_Aim A_. Copy word for word the part of the probability article below that opens with the words containing "Probability: Part 1" and closes with "article. Thanks, Mike!".
_Aim B_.
Answer these questions from the probability article below.
(i) Which event was the blog's author traveling to Park City, Utah, to attend?
(ii) Who wrote the guest article?
(iii) In the dice game described in the quoted passage, how many times was the pair of dice thrown?
** Begin Text excerpt **
Probability: Part 1

Hi everyone! This week, I was traveling to Park City, Utah, to participate in the 3-week Park City Mathematics Institute. It’s currently a blast! I have more time now, but in the meantime, I asked my good friend Mike Schmidt to write a guest article for me. He wrote on probability which, if you’ve been reading for a while you know, is deeply connected to modern physics.

Anyway, here’s the article. Thanks, Mike!

The laws of Probability
So true in general
So fallacious in particular.

~Edward Gibson

 CHOCOLATE DICE! YUM!

Probability is just so fantastic, I could eat it all up. (Chocolate dice by Dice Candies).

Throughout history, humans have played games of chance. However, it wasn’t until the 1600s when Blaise Pascal and Pierre de Fermat started to investigate the a mathematical description of chance. The story starts, as most good stories do, with gambling. The following passage comes from Tom Apostol’s excellent calculus textbook:

“A gambler’s dispute in 1654 led to the creation of a mathematical theory of probability by two famous French mathematicians, Blaise Pascal and Pierre de Fermat. Antoine Gombaud, Chevalier de Méré, a French nobleman with an interest in gaming and gambling questions, called Pascal’s attention to an apparent contradiction concerning a popular dice game. The game consisted in throwing a pair of dice 24 times; the problem was to decide whether or not to bet even money on the occurrence of at least one “double six” during the 24 throws. A seemingly well-established gambling rule led de Méré to believe that betting on a double six in 24 throws would be profitable, but his own calculations indicated just the opposite.
** End Text excerpt **
** Begin Raw records **
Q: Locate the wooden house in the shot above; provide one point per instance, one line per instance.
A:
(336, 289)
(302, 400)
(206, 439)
** End Raw records **
** Begin Raw records **
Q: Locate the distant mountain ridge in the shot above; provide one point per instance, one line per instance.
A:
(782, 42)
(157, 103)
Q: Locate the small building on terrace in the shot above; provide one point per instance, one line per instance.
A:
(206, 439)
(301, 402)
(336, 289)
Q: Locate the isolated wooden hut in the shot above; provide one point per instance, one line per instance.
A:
** End Raw records **
_Task result A_.
Probability: Part 1

Hi everyone! This week, I was traveling to Park City, Utah, to participate in the 3-week Park City Mathematics Institute. It’s currently a blast! I have more time now, but in the meantime, I asked my good friend Mike Schmidt to write a guest article for me. He wrote on probability which, if you’ve been reading for a while you know, is deeply connected to modern physics.

Anyway, here’s the article. Thanks, Mike!

_Task result B_.
(i) The 3-week Park City Mathematics Institute.
(ii) Mike Schmidt.
(iii) 24 times.